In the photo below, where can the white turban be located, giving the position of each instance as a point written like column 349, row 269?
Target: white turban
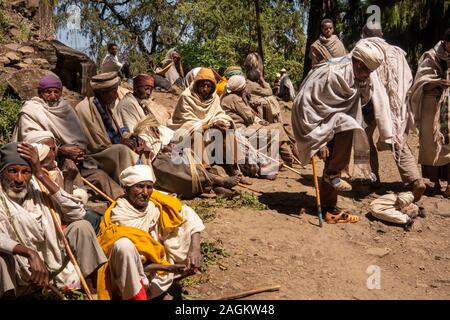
column 36, row 136
column 42, row 149
column 369, row 53
column 235, row 84
column 135, row 174
column 106, row 80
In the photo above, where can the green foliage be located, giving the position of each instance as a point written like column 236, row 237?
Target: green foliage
column 207, row 208
column 212, row 33
column 212, row 252
column 9, row 110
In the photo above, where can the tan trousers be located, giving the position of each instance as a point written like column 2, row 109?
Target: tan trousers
column 407, row 164
column 127, row 273
column 83, row 242
column 340, row 151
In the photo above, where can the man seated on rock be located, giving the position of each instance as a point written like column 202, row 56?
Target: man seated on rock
column 31, row 251
column 136, row 115
column 327, row 121
column 148, row 236
column 236, row 105
column 64, row 177
column 198, row 110
column 111, row 63
column 98, row 118
column 49, row 111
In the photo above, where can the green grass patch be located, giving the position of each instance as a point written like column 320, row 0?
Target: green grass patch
column 207, row 208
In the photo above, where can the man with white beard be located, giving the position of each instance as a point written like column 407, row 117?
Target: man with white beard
column 31, row 253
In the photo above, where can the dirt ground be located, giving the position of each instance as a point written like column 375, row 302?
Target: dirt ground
column 284, row 246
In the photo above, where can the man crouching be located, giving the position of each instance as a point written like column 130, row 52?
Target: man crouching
column 148, row 236
column 32, row 255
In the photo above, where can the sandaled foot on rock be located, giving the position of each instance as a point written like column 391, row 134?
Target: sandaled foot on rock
column 418, row 189
column 340, row 217
column 337, row 183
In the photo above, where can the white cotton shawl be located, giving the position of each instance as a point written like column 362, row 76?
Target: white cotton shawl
column 61, row 120
column 191, row 113
column 330, row 102
column 31, row 225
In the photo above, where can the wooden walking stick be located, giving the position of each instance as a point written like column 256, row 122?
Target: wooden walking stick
column 248, row 293
column 316, row 186
column 66, row 243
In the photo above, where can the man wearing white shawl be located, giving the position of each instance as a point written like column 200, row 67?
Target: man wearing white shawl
column 130, row 279
column 327, row 46
column 389, row 110
column 50, row 112
column 429, row 98
column 327, row 118
column 31, row 252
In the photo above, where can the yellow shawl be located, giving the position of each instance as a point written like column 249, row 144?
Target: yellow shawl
column 148, row 247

++++++++++

* Task to carry out
Extract the full listing exactly, with the pictures left out.

* Written reply
In the photo below, where can the white turban be located, giving the position of each instance as a point written like column 349, row 269?
Target: white turban
column 36, row 136
column 42, row 149
column 369, row 53
column 235, row 84
column 135, row 174
column 106, row 80
In the photo above, where can the green foliage be located, giving the position of each instance as a point written like column 236, row 237?
Target: green foliage
column 207, row 208
column 212, row 33
column 212, row 252
column 9, row 110
In the photo above, where can the tan trousers be located, giving the position of each instance as a point written like column 2, row 109?
Target: tan trousers
column 407, row 164
column 127, row 273
column 83, row 242
column 340, row 151
In the photo above, where can the man seated on rock be located, giving the position of each instance as a point written like column 202, row 56?
Target: man seated on rock
column 31, row 251
column 136, row 115
column 327, row 121
column 148, row 236
column 236, row 105
column 64, row 177
column 198, row 110
column 111, row 63
column 98, row 118
column 49, row 111
In the photo above, where can the green grass patch be located, giving the position of each instance as a point written like column 320, row 0?
Target: green grass patch
column 207, row 208
In the photo above, where can the man with white beard be located, giving the position of each instance as a point written like column 407, row 117?
Target: man with white beard
column 31, row 253
In the photo above, where can the dirt ground be located, giving the position of each instance as a point written like column 375, row 302?
Target: dirt ground
column 284, row 246
In the photo above, where can the man crouching be located, giving the position of each instance as a point written like column 130, row 52?
Target: man crouching
column 148, row 236
column 32, row 255
In the photo above, where can the sandaled foot on rock be located, giving the position of each instance as a point written like column 391, row 134?
Target: sandaled foot on rock
column 418, row 189
column 340, row 217
column 337, row 183
In the photo above, where can the white cotton shawl be located, giving the position of each instance as a point written like column 362, row 76?
Target: white cotton shawl
column 61, row 120
column 191, row 113
column 330, row 102
column 31, row 225
In the photo above, where can the wooden walking stick be located, giving the position of each instance as a point written like column 256, row 122?
Target: wooden walking stick
column 248, row 293
column 316, row 186
column 66, row 243
In the photo above, where can the man wearing white shawl be located, giving the position of each instance as a point written like column 200, row 67?
Target: man wearing white shawl
column 130, row 279
column 327, row 46
column 389, row 110
column 50, row 112
column 429, row 98
column 327, row 118
column 31, row 252
In the photo above, where can the yellow shawl be located, giving the position of each instance as a point written like column 249, row 144?
Target: yellow shawl
column 148, row 247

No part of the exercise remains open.